--- start of Provided information ---

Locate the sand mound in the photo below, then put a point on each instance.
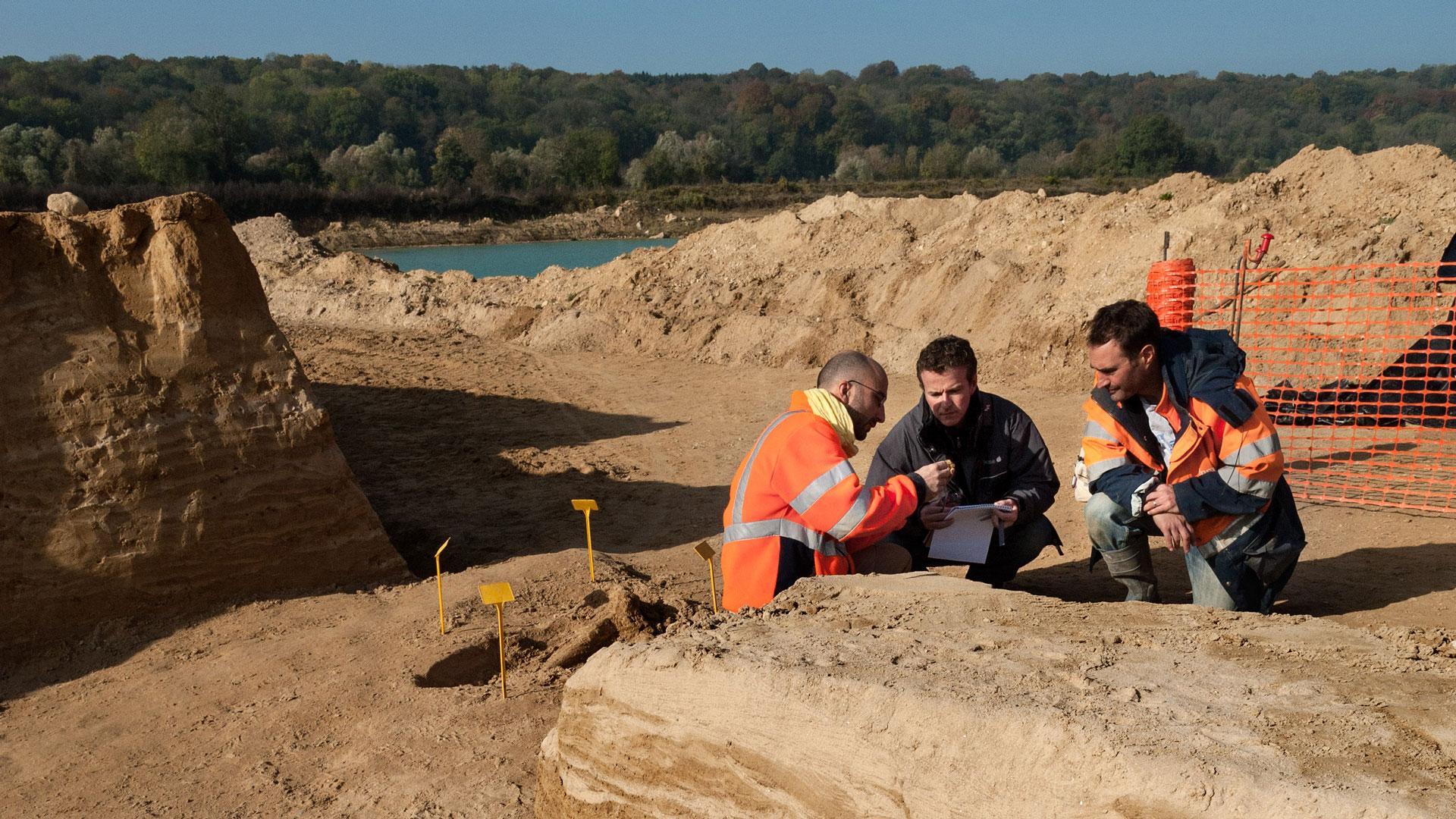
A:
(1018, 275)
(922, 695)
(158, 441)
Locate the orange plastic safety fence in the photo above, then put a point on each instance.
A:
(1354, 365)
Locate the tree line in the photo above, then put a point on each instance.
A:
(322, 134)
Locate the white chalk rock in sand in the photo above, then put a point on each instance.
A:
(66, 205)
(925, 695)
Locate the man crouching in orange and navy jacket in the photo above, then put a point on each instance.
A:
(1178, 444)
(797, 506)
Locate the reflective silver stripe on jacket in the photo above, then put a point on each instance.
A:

--- end of Provided information ---
--- start of Provided information ---

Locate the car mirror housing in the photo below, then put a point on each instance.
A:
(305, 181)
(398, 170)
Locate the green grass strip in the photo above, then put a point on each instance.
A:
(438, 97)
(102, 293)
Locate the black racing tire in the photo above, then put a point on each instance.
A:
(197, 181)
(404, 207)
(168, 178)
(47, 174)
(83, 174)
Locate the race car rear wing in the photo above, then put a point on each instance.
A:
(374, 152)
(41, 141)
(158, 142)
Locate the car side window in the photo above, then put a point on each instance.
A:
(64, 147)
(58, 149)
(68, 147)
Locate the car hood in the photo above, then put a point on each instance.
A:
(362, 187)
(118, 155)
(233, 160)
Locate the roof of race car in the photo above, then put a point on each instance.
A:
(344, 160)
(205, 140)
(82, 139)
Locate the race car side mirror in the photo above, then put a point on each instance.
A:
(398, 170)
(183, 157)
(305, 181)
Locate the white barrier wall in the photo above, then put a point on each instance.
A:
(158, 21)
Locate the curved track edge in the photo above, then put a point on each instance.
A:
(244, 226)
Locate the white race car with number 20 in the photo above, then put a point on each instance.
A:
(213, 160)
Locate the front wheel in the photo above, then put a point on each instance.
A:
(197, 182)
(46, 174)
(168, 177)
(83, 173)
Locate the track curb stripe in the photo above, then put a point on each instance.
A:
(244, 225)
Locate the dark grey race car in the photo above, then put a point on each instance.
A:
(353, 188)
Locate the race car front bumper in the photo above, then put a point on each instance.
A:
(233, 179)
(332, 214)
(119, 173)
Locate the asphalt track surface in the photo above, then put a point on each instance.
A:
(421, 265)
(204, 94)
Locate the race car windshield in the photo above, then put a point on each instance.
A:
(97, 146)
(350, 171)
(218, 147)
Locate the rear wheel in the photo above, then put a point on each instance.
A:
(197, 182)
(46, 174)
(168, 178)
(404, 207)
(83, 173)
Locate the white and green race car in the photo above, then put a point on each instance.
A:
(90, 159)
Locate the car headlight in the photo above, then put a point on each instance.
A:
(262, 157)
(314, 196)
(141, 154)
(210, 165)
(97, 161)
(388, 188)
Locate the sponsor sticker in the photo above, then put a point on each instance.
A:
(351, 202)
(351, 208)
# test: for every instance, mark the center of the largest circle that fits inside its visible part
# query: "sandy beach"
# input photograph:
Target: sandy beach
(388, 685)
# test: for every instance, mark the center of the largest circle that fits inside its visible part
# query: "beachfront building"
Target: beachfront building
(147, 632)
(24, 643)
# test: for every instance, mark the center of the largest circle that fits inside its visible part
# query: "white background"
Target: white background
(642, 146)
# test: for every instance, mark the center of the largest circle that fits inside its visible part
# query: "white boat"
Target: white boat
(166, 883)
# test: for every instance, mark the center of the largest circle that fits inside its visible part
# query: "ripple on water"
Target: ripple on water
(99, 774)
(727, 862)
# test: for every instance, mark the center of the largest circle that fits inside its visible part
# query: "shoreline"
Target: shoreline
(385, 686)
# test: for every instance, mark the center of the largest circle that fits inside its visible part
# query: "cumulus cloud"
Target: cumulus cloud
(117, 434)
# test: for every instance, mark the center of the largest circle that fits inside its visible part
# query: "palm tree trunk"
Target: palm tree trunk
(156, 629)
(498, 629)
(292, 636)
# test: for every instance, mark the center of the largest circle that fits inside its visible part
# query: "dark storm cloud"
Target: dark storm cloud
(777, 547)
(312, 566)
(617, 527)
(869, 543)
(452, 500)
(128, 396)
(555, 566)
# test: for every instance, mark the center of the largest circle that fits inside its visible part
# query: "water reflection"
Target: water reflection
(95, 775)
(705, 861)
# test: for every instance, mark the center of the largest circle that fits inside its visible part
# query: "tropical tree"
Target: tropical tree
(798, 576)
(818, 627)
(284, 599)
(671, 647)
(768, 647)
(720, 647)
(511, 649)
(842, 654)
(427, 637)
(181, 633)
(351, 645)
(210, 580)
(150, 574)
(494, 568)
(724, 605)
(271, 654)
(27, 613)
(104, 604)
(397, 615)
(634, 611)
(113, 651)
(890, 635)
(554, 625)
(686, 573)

--- end of Provided information ---

Gather every line in the records that contains the string "wheel", and copy each one. Case counts.

- [Task answer]:
Locate the front wheel in the photo above, then put a point on each instance.
Locate the rear wheel in the photo above, then put a point on each instance.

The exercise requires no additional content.